━━━━━ Provided records
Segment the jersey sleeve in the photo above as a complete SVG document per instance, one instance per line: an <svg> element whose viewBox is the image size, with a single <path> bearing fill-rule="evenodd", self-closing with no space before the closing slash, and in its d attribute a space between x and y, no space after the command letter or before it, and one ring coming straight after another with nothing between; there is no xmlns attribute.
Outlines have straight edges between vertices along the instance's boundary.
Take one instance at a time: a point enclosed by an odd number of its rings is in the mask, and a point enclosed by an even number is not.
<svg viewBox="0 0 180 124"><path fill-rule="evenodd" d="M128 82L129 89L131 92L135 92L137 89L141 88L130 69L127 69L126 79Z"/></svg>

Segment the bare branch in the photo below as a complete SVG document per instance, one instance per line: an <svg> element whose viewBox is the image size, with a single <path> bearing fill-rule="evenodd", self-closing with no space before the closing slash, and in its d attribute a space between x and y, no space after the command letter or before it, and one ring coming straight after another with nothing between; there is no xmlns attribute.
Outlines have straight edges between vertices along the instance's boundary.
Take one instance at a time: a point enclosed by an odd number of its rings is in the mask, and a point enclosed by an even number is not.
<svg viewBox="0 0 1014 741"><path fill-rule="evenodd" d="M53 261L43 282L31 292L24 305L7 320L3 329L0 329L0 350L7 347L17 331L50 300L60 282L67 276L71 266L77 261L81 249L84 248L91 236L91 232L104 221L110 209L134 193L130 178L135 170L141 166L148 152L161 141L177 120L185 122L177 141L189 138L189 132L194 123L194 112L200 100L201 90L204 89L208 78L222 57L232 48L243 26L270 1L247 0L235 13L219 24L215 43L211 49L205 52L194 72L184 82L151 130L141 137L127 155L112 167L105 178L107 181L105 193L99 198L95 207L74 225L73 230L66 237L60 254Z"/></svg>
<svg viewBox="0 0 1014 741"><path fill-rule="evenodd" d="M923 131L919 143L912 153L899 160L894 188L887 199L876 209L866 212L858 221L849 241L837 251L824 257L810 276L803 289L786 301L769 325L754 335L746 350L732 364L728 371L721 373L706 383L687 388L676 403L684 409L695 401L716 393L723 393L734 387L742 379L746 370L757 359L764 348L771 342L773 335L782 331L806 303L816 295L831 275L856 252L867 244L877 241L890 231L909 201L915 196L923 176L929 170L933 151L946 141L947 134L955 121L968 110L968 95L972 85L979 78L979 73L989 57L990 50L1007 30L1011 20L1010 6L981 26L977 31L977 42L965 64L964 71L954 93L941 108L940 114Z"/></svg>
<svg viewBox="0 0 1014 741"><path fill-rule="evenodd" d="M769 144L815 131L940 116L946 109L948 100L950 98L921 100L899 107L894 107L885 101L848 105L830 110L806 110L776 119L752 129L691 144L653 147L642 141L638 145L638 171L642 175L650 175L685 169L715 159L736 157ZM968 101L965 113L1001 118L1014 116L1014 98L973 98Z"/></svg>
━━━━━━━━━━
## [Given request]
Collect every line of the data above that contains the word "between".

## [Result of the task]
Segment the jersey sleeve in the photo above as a complete SVG document per instance, one instance per line: an <svg> element whose viewBox is the image size, with a single <path> bearing fill-rule="evenodd", self-closing with no space before the closing slash, and in its d attribute a space between x and y, no space after the command letter or before it, and one ring coming straight after another with nothing between; there is no xmlns attribute.
Outlines have straight edges between vertices along the instance's boundary.
Segment the bare branch in the photo below as a complete SVG document per instance, one instance per line: an <svg> element whose viewBox is the image size, with a single <path> bearing fill-rule="evenodd", self-closing with no space before the closing slash, and in its d attribute a space between x and y, no space after the command letter or before it, and one ring coming straight after another with nothing between; there is no xmlns attribute.
Outlines have straight edges between vertices along the instance's boundary.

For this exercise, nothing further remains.